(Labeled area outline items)

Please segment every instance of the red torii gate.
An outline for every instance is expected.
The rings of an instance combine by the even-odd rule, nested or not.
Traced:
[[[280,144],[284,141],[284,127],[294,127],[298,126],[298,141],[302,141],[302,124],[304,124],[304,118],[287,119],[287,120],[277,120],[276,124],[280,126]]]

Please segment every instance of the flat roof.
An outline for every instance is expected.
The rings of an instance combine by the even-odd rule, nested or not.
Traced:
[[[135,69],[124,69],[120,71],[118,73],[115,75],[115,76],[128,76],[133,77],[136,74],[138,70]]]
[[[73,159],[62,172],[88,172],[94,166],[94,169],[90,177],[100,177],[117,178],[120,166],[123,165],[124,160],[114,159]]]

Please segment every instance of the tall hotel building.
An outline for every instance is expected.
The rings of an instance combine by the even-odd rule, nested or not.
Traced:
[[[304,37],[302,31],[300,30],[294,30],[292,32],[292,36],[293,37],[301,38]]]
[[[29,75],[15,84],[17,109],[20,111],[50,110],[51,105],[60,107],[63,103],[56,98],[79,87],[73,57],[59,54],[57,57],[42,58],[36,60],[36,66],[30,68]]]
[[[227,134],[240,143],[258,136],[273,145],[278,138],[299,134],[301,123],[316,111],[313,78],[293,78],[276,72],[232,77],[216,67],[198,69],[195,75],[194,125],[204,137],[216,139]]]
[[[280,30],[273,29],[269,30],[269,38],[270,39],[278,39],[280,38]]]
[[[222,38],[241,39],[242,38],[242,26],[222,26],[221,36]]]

Request: Rewrite the records starting at the line containing "Please segment every instance of the flat" and ending at the end of the records, replacing "tall hotel building" with "high-rise hotel" and leaving everything else unchanged.

Exercise result:
Please segment every instance of the flat roof.
An outline for every instance is expected.
The rings of an instance combine by the even-odd rule, nested or not.
Traced:
[[[135,69],[124,69],[120,71],[118,73],[115,75],[115,76],[128,76],[133,77],[136,74],[138,70]]]
[[[73,159],[62,172],[88,172],[94,166],[94,169],[90,177],[100,177],[117,178],[120,166],[123,165],[124,160],[114,159]]]

Please segment every instance of the high-rise hotel.
An outline for every instance is expected.
The rings of an instance combine by the even-odd rule, nested or not.
Traced:
[[[304,37],[302,31],[300,30],[294,30],[292,32],[292,36],[293,37],[301,38]]]
[[[29,75],[15,84],[17,109],[20,111],[50,110],[51,105],[60,107],[63,103],[56,98],[79,87],[73,57],[59,54],[57,57],[42,58],[36,60],[36,66],[30,68]]]
[[[227,134],[240,143],[258,136],[273,145],[278,138],[299,134],[301,123],[316,111],[313,78],[293,78],[276,72],[232,77],[216,67],[198,69],[195,75],[194,125],[204,137],[216,139]]]
[[[280,30],[273,29],[269,30],[269,38],[270,39],[278,39],[280,38]]]
[[[222,38],[241,39],[242,38],[242,26],[222,26],[221,36]]]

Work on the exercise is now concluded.